* **Exercise brief**:
From the line with "Task: Where can the rooftop" to the final line of the records, reproduce every line exactly and only those lines.

━━━ Records for processing ━━━

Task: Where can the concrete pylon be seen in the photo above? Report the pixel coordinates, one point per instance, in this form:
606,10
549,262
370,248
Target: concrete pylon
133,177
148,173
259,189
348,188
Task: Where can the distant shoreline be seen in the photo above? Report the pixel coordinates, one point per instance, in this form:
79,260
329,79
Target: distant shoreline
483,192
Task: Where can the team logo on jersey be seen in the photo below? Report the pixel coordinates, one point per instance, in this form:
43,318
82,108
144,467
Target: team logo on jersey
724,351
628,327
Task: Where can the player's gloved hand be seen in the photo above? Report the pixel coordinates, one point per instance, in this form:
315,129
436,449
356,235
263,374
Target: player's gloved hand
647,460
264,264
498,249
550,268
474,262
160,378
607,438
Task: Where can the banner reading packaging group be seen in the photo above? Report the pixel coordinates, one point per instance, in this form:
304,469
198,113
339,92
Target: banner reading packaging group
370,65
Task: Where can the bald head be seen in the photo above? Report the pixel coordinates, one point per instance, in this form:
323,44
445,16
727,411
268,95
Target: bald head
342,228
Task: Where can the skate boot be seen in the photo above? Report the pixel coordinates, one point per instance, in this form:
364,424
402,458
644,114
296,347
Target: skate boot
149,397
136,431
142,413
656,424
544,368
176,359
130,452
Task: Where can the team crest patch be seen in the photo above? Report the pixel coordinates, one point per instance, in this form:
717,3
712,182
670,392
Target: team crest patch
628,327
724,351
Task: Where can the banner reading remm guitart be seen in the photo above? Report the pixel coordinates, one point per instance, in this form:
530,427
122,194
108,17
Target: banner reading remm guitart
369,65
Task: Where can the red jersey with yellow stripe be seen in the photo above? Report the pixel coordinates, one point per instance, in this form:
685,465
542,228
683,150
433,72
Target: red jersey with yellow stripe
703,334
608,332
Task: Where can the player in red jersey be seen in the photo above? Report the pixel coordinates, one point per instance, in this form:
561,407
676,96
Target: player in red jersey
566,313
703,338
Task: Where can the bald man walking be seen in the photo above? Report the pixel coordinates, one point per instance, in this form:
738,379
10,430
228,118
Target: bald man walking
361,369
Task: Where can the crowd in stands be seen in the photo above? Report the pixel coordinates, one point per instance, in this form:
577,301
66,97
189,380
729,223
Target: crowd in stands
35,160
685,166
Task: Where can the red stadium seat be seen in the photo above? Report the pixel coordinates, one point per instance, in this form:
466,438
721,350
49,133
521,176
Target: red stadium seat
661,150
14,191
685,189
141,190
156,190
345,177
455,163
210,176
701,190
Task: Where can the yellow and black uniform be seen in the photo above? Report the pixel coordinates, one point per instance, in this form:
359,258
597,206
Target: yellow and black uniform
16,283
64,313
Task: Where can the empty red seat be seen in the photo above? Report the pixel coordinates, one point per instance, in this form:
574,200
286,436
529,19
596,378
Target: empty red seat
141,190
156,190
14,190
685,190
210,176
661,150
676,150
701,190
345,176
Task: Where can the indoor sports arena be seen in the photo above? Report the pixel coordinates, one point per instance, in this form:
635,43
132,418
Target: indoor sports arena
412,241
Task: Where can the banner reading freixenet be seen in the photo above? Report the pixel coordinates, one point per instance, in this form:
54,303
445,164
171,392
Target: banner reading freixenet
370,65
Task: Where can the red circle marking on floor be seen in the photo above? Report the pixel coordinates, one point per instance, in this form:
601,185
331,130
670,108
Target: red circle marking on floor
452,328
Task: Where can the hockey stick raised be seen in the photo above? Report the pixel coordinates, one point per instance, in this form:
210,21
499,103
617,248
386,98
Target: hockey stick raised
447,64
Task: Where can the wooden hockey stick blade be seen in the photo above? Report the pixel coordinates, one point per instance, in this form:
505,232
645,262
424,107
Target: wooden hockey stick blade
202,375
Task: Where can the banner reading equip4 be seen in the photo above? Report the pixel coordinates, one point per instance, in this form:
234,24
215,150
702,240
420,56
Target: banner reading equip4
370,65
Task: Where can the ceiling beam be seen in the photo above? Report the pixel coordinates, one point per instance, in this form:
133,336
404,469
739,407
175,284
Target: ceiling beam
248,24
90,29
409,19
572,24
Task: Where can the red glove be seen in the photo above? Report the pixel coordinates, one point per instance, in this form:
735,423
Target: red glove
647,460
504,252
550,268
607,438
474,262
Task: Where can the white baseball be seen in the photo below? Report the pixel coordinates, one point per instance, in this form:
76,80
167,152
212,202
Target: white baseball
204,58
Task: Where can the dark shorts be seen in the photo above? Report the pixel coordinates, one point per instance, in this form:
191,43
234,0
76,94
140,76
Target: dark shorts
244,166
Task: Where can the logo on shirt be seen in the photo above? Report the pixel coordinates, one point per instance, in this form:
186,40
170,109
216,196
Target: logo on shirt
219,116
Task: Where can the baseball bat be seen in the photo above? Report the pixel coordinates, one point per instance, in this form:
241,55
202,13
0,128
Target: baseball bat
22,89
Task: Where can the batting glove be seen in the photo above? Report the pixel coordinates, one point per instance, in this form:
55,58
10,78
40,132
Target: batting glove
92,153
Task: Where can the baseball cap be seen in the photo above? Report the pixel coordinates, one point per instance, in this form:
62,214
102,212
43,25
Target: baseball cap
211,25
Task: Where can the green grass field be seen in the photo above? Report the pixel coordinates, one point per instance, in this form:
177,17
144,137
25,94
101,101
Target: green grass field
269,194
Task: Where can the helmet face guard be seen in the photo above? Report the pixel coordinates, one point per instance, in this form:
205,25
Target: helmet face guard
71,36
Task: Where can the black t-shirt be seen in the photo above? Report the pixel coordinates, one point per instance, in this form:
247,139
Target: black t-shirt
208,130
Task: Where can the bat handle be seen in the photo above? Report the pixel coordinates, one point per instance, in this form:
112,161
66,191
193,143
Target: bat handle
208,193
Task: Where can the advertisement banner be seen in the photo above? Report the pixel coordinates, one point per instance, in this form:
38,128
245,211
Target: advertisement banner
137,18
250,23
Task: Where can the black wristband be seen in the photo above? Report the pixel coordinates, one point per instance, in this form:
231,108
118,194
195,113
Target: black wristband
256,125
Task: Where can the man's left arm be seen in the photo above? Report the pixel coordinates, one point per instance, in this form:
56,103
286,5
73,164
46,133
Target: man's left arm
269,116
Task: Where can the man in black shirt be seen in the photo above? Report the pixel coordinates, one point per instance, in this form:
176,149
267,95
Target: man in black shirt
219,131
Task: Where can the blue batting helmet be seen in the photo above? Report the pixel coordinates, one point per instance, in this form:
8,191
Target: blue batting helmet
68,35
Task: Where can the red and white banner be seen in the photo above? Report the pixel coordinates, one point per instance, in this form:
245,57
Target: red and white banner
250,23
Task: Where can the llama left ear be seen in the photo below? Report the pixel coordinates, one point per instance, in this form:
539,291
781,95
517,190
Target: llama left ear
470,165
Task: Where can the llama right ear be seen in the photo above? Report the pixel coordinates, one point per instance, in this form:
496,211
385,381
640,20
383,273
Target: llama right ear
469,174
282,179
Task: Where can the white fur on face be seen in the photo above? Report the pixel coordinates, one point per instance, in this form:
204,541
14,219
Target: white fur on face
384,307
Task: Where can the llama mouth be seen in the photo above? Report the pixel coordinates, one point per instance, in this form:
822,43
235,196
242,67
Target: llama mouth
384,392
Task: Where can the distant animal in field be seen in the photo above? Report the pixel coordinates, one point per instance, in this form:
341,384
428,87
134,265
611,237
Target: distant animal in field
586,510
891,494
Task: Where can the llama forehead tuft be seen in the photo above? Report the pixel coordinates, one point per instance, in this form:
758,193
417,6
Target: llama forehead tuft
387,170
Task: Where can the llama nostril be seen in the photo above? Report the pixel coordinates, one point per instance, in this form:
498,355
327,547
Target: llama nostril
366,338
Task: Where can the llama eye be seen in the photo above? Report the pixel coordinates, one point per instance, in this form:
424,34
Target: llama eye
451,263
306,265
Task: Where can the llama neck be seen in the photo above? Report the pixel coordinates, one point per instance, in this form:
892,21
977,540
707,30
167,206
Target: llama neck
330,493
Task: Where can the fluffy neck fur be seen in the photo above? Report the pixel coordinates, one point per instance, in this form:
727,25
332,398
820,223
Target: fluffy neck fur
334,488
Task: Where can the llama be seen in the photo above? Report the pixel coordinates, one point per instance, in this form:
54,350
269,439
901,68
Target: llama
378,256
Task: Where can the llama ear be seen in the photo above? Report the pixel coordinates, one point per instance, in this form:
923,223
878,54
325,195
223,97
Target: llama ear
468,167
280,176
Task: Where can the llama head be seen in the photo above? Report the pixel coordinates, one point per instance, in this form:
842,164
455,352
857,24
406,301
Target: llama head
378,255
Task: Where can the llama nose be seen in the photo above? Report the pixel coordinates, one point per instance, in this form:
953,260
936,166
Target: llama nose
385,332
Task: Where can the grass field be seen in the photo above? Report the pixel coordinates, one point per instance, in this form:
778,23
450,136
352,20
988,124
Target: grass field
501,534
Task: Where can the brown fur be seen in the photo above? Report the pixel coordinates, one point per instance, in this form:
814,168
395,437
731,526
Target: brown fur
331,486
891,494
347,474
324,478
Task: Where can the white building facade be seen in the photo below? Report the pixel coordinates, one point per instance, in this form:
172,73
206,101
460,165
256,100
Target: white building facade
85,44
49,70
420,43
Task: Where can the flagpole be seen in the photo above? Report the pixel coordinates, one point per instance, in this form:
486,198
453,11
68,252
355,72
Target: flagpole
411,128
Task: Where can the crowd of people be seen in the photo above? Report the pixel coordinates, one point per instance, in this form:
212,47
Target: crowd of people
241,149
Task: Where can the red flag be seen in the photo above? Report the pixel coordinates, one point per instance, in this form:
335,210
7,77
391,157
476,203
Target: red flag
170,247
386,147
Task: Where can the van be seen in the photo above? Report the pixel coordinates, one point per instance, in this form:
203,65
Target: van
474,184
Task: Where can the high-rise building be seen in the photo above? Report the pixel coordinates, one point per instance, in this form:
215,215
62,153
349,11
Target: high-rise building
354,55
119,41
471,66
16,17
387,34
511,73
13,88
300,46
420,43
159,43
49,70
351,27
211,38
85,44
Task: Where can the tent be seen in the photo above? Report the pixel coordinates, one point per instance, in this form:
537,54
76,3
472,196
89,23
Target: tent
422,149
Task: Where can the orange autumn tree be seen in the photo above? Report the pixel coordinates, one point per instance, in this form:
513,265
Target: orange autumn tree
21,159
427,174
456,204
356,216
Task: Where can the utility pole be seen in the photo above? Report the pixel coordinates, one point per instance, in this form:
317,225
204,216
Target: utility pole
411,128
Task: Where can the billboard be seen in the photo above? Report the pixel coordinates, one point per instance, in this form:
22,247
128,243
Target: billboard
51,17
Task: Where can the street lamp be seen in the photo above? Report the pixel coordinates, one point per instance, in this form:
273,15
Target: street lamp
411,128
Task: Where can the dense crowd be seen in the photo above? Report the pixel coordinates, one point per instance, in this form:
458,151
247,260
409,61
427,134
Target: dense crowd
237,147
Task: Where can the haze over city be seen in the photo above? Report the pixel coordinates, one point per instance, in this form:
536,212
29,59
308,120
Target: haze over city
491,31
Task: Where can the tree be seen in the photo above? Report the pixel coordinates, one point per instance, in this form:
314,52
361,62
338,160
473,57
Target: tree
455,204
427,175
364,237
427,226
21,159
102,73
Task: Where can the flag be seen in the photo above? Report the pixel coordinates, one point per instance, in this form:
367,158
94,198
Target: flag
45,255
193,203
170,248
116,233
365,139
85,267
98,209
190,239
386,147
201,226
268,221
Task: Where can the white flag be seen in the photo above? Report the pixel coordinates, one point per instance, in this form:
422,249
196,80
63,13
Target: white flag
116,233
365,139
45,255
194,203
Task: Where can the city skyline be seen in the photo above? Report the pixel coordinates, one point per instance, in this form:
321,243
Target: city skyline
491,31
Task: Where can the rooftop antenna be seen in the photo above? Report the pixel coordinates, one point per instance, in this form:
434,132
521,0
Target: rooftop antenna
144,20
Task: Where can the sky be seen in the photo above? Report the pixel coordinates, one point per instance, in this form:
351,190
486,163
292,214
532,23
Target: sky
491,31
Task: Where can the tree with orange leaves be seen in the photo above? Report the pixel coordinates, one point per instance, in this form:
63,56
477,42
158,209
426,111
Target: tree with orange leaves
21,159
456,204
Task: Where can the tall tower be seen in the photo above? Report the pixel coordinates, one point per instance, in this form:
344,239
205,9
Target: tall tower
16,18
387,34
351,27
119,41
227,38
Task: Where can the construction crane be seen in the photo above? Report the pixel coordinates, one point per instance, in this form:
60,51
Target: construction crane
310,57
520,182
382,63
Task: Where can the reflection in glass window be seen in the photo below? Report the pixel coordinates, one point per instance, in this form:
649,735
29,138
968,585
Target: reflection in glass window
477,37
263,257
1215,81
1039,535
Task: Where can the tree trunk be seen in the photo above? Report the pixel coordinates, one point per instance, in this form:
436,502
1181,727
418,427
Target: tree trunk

━━━

* **Expected output**:
Task: Where can the rooftop antenna be seen in the photo above? Report the pixel coordinates, one point per instance, in this form:
434,132
521,0
Target: rooftop antenna
144,20
Task: Where can the sky be seen in the photo above? Report the pixel coordinates, one point per instance, in this form:
351,190
486,163
292,214
532,23
Target: sky
491,31
Task: Where can the tree with orange leaves be seen in the photo above? Report the pixel coordinates, one point per instance, in this form:
63,56
477,42
158,209
426,111
Target: tree with orange leaves
21,159
456,204
Task: Where can the tall tower be seen in the photo above? Report the pixel coordinates, one point per instance, in this form:
344,239
205,9
Target: tall tower
16,18
387,34
351,27
119,41
227,38
Task: Where can the construction crane be seen in the photo above? Report the pixel coordinates, one point per instance, in this form:
60,51
Target: construction crane
310,57
520,182
382,63
Task: Where can the reflection in glass window be seen in the photo below? Report the pixel coordinates, one point per instance, in this form:
649,735
29,138
968,585
Target: reflection in glass window
477,37
263,257
1215,81
1039,535
Task: Where can the tree trunk be seen in the photo above? Report the pixel coordinates, one point per instance, in this form:
436,502
1181,727
418,427
Target: tree trunk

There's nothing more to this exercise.